STATED EXERCISE = Format the data from its start through the line containing "[364, 246, 475, 373]" as a two-column CSV with the headers text and value. Give one row for each line beginning "Question:", with that line in text and the bracketed lines below it in value, each field quoted and any line breaks replaced by spaces.

MATERIAL FOR THE TASK =
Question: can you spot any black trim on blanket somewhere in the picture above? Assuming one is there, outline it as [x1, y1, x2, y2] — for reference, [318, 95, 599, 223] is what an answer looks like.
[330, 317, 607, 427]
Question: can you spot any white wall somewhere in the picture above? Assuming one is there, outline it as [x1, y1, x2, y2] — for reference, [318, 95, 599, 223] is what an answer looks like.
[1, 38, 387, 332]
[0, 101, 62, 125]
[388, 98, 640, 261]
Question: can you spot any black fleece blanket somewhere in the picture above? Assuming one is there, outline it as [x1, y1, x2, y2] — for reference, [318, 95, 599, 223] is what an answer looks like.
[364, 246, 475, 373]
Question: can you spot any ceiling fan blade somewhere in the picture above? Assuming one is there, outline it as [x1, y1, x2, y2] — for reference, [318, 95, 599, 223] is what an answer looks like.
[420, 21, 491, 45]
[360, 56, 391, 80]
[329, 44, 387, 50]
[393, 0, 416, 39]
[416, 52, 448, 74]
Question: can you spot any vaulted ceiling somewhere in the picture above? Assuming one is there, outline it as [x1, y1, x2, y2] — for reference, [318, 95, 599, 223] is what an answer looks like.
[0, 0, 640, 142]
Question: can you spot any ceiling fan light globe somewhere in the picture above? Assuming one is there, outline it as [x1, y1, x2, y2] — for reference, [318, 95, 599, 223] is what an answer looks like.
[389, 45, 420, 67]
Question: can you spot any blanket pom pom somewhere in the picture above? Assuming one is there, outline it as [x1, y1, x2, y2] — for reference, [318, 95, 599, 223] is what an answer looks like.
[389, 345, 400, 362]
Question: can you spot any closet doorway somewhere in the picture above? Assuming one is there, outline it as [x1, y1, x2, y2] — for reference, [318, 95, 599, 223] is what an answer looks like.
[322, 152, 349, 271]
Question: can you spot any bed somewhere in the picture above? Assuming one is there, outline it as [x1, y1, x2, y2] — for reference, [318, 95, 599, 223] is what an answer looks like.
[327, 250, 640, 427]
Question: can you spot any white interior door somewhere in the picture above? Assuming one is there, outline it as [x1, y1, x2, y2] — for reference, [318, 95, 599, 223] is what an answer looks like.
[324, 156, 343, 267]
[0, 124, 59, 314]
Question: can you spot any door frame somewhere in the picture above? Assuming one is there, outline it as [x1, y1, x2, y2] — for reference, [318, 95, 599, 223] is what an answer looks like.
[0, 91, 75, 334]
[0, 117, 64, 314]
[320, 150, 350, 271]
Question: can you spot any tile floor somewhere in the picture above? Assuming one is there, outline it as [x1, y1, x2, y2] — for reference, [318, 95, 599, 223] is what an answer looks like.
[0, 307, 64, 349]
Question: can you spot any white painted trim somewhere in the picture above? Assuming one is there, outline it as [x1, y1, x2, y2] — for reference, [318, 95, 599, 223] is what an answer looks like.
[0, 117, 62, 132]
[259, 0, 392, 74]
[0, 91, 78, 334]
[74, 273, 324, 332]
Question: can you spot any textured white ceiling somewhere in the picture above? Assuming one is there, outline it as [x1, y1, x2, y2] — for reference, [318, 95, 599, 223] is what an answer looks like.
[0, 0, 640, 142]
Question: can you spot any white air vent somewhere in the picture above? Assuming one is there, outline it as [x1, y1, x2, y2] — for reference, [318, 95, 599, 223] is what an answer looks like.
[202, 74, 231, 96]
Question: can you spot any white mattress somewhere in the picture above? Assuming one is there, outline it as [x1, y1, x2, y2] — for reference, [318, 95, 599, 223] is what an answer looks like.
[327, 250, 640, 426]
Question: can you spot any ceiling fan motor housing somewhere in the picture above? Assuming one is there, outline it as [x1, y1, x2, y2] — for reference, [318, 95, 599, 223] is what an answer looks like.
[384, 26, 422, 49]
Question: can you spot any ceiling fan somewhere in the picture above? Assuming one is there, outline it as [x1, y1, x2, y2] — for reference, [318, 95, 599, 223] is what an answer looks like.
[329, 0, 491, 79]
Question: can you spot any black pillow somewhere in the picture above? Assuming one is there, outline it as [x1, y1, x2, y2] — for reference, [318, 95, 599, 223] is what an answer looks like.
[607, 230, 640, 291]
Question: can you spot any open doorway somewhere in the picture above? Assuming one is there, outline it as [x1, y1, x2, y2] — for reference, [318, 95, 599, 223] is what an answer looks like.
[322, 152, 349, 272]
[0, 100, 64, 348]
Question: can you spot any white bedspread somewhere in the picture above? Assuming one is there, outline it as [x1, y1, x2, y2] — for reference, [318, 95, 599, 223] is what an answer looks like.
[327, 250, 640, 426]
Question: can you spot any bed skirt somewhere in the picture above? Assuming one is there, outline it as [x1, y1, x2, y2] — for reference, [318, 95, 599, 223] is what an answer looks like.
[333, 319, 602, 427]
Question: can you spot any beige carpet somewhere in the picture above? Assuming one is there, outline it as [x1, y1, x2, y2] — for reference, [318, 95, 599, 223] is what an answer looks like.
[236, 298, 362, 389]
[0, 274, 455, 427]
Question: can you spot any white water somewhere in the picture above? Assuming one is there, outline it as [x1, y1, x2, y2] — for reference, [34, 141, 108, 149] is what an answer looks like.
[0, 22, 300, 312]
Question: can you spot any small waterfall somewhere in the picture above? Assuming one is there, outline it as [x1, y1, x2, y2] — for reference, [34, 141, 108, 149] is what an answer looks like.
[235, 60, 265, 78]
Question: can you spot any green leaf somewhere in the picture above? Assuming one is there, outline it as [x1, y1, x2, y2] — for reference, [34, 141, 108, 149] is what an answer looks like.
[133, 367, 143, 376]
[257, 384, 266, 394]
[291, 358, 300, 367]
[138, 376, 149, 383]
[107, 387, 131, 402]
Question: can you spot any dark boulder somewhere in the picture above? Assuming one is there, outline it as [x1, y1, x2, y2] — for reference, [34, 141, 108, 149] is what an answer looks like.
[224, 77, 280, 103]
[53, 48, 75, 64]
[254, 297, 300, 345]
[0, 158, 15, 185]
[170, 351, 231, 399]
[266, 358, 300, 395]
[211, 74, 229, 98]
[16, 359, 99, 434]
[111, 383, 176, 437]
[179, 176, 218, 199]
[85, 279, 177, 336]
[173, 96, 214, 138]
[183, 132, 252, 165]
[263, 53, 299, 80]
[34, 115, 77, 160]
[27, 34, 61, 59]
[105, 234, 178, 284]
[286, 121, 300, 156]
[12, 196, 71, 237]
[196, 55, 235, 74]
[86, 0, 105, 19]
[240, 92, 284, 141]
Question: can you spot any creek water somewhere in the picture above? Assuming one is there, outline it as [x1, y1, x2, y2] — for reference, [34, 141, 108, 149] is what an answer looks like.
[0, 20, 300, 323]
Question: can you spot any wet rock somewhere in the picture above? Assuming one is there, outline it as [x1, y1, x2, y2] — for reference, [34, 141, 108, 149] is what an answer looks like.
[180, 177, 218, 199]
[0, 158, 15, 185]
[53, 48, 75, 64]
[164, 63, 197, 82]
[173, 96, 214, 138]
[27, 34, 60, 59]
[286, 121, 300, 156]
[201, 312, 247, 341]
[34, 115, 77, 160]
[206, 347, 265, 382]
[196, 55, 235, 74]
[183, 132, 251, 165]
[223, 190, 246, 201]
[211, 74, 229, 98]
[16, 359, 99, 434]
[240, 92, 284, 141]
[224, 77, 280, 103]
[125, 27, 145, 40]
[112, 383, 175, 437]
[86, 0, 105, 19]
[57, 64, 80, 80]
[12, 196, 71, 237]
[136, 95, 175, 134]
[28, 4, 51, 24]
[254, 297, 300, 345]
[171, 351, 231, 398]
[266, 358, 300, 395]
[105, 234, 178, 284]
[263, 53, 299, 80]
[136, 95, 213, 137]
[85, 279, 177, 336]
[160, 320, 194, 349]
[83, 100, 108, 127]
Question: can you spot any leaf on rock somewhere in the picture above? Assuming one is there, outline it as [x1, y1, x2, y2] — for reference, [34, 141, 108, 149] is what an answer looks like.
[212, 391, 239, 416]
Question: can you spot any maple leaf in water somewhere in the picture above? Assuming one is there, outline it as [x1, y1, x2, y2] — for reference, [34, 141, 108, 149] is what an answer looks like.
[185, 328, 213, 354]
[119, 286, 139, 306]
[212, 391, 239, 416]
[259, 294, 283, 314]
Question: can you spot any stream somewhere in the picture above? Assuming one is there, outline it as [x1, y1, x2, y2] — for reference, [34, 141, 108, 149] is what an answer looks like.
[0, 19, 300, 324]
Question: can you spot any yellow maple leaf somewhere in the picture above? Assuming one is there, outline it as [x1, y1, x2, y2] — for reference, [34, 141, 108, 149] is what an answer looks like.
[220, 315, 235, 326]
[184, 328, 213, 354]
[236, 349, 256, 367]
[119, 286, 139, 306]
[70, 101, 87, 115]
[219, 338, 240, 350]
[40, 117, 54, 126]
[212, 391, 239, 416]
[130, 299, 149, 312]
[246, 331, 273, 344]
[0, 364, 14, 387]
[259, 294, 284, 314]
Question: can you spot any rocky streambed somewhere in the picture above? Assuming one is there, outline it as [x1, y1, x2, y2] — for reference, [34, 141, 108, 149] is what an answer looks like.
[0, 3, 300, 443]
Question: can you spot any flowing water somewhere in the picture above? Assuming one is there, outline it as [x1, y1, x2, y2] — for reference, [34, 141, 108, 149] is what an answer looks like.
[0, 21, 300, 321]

COMPLETED TASK =
text,value
"Question: can you spot any black trim on blanket somewhere in the picture above? Assuming one is there, outline it as [x1, y1, x2, y2] — for reference, [318, 95, 599, 223] is what an answer looks like.","[330, 317, 607, 427]"
"Question: can you spot any white wall somewhere in the picture above? Assuming one is there, outline it as [x1, y1, x2, y2] — for reference, [318, 95, 599, 223] is what an answer looks like.","[1, 38, 387, 332] [0, 101, 62, 125] [388, 98, 640, 261]"
"Question: can you spot any black fleece blanket somewhere in the picture above? Assuming one is there, outline it as [x1, y1, x2, y2] — for reference, [318, 95, 599, 223] is what an answer looks like.","[364, 246, 475, 373]"